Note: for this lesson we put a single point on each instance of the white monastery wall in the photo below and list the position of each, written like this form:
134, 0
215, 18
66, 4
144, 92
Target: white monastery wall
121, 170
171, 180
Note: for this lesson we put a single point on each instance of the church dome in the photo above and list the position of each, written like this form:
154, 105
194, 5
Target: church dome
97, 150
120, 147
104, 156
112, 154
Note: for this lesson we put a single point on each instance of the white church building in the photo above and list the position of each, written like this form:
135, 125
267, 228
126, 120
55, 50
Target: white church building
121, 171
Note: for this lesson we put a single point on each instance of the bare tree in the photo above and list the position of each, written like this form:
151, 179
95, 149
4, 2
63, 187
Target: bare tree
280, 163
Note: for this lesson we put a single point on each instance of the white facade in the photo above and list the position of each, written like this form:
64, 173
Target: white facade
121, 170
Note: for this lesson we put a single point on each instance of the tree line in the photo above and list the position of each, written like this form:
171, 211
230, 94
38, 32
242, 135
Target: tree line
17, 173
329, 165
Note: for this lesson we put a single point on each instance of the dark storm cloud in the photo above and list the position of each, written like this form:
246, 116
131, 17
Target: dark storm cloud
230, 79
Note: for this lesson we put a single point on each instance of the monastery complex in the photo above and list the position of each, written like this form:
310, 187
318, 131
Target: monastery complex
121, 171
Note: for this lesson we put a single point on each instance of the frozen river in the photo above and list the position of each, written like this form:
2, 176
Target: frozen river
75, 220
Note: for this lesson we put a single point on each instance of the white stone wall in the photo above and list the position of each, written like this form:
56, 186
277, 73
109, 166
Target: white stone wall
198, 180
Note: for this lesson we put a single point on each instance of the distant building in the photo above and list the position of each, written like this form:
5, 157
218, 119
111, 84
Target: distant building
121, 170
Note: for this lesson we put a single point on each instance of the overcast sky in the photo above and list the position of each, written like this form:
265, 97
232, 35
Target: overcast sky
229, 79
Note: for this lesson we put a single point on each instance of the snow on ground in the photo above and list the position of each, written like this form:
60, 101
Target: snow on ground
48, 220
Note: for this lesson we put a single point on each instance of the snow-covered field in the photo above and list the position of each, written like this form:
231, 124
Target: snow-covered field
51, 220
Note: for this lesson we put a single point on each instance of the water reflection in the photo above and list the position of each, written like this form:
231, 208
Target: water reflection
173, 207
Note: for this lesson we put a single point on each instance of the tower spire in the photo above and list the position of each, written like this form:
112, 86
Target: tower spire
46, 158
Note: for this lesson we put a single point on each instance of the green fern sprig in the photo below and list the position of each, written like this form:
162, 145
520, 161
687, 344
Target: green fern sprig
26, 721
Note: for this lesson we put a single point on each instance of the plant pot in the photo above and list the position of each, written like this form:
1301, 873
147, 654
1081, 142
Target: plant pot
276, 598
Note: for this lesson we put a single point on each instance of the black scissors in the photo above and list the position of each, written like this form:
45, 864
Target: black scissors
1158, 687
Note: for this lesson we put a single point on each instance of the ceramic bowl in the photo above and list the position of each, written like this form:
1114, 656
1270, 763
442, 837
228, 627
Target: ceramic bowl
□ □ □ □ □
Task prompt:
The answer must be the lines from the one containing "of the green" through the last line of the records, written out exactly; please include nothing more.

Your solution:
Note: for this lesson we put a single point on each instance of the green fern sprig in the photo below and list the position of each, written like this form:
162, 145
520, 161
687, 344
Target: green fern sprig
26, 721
Note: for this lesson we put a single point on each instance of the plant pot in the photo above and list the position of each, written like this form:
1301, 873
147, 654
1081, 142
Target: plant pot
276, 598
Note: for this lesson we put a single point on each instance of the black scissors in the photo above and list the position of each, written like this form:
45, 864
Target: black scissors
1158, 687
Note: for this lesson we put a single point on each instance of the ceramic bowl in the photo above and list the position of each, written like this form:
1114, 656
1270, 763
442, 837
228, 627
Target: ceramic bowl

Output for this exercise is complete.